*Document passage*.
The World’s First Boy Scout

Kemmel Churchyard, CWGC, Mont Kemmel, Kemmelberg, Flanders, YMCA, Ypres, Ieper
Second Lieutenant Musgrave Cazenove Wroughton

Second Lieutenant Musgrave Cazenove Wroughton, Mentioned in Despatches, 12th (Prince of Wales’s Royal) Lancers, 5th Cavalry Brigade, 2nd Cavalry Division. Killed in action 30 October 1914, age 23. Grave A.3. Son of William Musgrave and Edith Constance Wroughton, 77 Chester Square, London, and Creaton Lodge, Northamptonshire. His mother was the daughter of Henry Cazenove, of the banking family and at the time High Sheriff of Buckinghamshire, who lived at Lilies in Weedon. Musgrave was known to his friends and colleagues as ‘Bob’ was educated at Harrow and Christ Church College, Oxford. He widely considered to be the world’s first Boy Scout. At the age of 15, Wroughton was selected by Scouts founder Robert Baden-Powell for an experimental camp held at Brownsea Island in Poole Harbour, Dorset, in August 1907. Baden-Powell immediately noticed and admired Wroughton's honour and talent for leadership, and came to view Wroughton like a son. In 1910 he was commissioned in the Northamptonshire Yeomanry, and at the age of 20, in 1912, he accompanied Baden-Powell as his ADC on a world tour in connection with the Boy Scouts’ movement. On 1 October 1913, he was given a commission as a Second Lieutenant in the 12th (Prince of Wales’s Royal) Lancers, as a Special Reserve and he went to France with them in August 1914. He was mentioned in Field Marshal Sir John French Despatch of 14 January 1915 for gallant and distinguished service in the field. On October 30th, 1914, the 12th Lancers were forced to retire from the trench lines and to fall back on a new defensive position at In de Sterkte Cabaret, this is close to Oosttaverne Wood CWGC Cemetery, and known as Kilo 7 on the trench maps, Wroughton was killed, along with another officer and eight men, during the withdrawal.

*Rows*.
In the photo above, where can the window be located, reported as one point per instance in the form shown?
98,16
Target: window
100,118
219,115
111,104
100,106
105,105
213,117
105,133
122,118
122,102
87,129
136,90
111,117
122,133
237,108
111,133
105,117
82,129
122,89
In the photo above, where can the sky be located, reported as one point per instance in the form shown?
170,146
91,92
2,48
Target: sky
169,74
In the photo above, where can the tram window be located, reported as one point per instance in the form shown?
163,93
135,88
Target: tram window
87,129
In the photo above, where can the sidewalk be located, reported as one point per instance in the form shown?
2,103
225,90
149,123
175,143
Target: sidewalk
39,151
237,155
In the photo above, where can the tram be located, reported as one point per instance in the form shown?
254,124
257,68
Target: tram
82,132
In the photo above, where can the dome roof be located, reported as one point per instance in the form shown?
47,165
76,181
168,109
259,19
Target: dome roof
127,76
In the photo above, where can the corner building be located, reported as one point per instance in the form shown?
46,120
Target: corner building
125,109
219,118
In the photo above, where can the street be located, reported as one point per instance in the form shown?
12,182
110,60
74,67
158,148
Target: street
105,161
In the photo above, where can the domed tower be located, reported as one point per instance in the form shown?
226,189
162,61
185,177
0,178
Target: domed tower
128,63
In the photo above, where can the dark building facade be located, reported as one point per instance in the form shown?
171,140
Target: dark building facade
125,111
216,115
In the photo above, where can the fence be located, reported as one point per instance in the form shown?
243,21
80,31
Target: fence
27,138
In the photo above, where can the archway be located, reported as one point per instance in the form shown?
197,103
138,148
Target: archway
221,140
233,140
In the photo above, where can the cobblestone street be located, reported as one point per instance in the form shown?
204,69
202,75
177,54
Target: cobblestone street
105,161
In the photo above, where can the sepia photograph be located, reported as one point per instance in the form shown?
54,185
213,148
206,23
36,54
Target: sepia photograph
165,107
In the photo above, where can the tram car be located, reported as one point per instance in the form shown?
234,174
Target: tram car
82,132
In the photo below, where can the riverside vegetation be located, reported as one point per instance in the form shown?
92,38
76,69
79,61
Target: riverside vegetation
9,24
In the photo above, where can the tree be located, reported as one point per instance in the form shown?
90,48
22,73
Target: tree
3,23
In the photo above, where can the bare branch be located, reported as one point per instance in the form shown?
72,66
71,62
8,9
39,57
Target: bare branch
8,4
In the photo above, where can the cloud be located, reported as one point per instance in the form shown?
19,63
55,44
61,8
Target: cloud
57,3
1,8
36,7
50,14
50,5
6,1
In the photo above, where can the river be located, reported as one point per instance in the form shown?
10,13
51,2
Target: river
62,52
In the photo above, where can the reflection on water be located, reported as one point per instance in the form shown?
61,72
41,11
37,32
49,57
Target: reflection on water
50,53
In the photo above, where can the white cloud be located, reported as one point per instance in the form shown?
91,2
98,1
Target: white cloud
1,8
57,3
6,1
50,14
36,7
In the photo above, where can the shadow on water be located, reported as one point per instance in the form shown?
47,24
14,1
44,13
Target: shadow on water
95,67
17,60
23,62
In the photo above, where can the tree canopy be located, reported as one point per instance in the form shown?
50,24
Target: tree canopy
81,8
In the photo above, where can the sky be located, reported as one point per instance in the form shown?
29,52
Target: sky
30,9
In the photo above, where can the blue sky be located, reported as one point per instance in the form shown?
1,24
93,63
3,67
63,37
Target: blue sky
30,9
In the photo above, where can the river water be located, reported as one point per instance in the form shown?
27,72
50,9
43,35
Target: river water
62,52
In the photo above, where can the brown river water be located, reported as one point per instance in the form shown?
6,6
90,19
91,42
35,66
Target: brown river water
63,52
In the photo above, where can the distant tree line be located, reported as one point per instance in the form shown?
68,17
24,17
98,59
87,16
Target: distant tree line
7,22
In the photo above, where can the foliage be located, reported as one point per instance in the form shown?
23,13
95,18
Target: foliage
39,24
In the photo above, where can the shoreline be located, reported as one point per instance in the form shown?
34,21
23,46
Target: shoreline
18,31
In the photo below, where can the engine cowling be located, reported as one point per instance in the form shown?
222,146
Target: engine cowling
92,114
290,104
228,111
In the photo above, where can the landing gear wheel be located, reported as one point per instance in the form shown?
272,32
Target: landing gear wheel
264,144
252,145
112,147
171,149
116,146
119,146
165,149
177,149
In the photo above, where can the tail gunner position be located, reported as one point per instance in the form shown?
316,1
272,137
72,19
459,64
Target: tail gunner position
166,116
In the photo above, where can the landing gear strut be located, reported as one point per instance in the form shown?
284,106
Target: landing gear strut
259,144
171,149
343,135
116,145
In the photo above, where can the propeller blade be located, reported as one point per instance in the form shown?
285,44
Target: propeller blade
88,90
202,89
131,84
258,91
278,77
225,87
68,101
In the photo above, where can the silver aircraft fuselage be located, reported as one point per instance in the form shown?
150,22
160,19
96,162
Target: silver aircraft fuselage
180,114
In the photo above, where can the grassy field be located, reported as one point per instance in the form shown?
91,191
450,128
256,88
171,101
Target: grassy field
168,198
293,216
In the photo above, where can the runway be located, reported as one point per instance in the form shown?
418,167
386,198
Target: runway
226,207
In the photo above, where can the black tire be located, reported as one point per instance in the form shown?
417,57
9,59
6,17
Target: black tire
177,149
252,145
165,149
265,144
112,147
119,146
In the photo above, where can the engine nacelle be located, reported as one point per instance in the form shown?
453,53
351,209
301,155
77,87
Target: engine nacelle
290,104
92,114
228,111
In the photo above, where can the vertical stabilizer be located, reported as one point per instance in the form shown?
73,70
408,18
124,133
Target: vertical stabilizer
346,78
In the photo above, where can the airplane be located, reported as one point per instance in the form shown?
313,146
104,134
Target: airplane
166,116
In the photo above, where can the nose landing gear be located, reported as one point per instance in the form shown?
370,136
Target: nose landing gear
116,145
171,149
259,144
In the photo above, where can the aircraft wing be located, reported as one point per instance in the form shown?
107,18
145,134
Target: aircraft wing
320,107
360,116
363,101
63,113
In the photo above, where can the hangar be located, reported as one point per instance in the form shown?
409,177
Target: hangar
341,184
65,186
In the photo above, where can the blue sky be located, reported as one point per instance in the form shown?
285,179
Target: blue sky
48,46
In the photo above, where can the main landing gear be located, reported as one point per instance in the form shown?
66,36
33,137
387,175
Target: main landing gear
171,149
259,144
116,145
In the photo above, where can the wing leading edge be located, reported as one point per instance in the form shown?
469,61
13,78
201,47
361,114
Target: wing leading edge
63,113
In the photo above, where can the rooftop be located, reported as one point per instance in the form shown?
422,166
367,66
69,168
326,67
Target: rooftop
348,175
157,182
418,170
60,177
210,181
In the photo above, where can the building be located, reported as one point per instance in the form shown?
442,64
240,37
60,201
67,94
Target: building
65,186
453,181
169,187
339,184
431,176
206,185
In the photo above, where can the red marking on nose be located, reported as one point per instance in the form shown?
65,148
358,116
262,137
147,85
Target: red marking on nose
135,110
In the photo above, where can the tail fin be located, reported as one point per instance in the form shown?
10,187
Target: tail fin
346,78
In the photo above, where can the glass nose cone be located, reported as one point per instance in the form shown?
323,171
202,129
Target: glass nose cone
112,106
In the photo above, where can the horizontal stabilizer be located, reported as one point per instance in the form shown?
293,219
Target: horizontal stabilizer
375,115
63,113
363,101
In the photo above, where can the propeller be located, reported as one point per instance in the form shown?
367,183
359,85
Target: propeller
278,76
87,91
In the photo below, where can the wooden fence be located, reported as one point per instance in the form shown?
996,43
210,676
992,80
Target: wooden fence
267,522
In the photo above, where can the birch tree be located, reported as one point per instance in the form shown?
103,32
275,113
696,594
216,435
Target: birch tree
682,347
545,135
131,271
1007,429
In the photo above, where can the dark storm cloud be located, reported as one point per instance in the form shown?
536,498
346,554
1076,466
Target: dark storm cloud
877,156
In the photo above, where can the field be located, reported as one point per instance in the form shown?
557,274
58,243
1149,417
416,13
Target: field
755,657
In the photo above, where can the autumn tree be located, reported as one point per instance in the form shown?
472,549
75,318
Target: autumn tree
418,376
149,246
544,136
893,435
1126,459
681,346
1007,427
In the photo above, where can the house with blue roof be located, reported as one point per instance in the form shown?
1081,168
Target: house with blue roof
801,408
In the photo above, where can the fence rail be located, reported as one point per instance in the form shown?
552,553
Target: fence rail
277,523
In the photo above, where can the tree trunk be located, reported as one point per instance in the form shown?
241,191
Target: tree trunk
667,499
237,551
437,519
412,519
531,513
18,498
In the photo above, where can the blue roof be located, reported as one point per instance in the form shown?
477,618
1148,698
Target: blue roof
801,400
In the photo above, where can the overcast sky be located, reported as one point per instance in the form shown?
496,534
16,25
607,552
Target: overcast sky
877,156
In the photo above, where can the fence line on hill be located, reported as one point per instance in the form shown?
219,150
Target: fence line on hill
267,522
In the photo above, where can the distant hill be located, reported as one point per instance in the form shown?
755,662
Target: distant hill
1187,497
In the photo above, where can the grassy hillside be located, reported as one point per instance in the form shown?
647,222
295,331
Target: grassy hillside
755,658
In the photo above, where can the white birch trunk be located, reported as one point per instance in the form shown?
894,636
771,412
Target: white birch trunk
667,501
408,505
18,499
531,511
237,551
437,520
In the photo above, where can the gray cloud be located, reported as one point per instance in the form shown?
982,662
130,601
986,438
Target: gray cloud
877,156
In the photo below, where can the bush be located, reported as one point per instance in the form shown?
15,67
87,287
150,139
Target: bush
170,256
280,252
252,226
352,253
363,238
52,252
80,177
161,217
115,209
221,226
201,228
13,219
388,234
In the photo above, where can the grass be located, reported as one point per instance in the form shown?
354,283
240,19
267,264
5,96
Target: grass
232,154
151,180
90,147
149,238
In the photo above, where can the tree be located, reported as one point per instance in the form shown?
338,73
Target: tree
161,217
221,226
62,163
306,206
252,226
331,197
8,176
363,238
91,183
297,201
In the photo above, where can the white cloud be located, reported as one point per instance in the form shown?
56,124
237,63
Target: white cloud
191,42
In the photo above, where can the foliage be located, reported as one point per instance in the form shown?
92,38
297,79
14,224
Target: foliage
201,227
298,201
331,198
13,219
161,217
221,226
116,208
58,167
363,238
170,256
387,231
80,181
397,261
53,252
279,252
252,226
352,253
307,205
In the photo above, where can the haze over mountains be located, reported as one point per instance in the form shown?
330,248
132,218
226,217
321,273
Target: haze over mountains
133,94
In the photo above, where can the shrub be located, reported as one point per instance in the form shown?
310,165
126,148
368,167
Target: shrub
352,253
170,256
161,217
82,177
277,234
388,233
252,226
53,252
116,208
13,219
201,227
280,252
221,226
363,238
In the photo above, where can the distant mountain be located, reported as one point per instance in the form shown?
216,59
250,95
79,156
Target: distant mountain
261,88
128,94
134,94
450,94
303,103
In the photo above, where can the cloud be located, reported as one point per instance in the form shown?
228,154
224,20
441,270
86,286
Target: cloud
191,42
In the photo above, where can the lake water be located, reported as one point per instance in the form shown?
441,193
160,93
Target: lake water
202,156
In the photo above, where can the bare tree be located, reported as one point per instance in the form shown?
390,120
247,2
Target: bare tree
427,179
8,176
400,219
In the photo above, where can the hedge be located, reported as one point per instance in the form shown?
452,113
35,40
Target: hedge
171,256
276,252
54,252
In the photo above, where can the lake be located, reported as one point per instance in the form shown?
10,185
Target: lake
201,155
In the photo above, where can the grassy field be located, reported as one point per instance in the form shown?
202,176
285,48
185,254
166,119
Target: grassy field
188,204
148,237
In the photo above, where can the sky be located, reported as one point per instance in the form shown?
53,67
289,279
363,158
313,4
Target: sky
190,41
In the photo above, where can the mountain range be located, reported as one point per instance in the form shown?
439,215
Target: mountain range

*Parts of the exercise*.
**a)** In the passage on Musgrave Cazenove Wroughton, what name did his friends and colleagues call him?
**b)** Extend the passage on Musgrave Cazenove Wroughton past its final sentence.
The records aren't used here.

*Responses to the exercise*.
**a)** Bob

**b)**
Kemmel Churchyard, CWGC, Mont Kemmel, Kemmelberg, Flanders, YMCA, Ypres, Ieper
Major George Geoffrey Prendergast Humphreys

Indian Army

Major George Geoffrey Prendergast Humphreys, Mentioned in Despatches, 127th Queen Mary’s Own Baluch Light Infantry, attached 129th Duke of Connaught's Own Baluchis, 7th (Ferozepore) Infantry Brigade, 3rd Indian (Lahore) Division. Killed in action 30 October 1914, age 41. Grave A.2. Son of T. W. D. Humphreys, J.P., and Isabella Humphreys, of Strabane, Co. Tyrone. He was married to Olive Muriel Humphreys, of The Wilderness, Sherborne, Dorset. They had two sons and a daughter. On the 30 October the Baluchis relieved the 4th Hussars in the front line at Hollebeke. George was in command of No.2 Company and they had relieved the outpost line. At 6am the Germans attacked and the Baluchis retreated out of Hollebeke under heavy shell fire and disappeared into the woods, all their officers having been killed or wounded. George was wounded early in the morning and subsequently died of his wounds.

 

Location

Kemmel Churchyard is located 8 km south west of Ieper town centre on a road leading from the Kemmelseweg (N331), connecting Ieper to Kemmel. From Ieper town centre the Kemmelseweg is reached via the Rijselsestraat, through the Lille Gate (Rijselpoort) and straight on towards Armentieres (N336). 900 metres after the crossroads is the right hand turning onto the Kemmelseweg. (Made prominent by a railway level crossing).

On reaching the village of Kemmel the first right hand turning leads onto the Reningelststraat. 600 metres along the Reningelststraat is Sint-Laurentiusplein where the church and churchyard of Kemmel are situated.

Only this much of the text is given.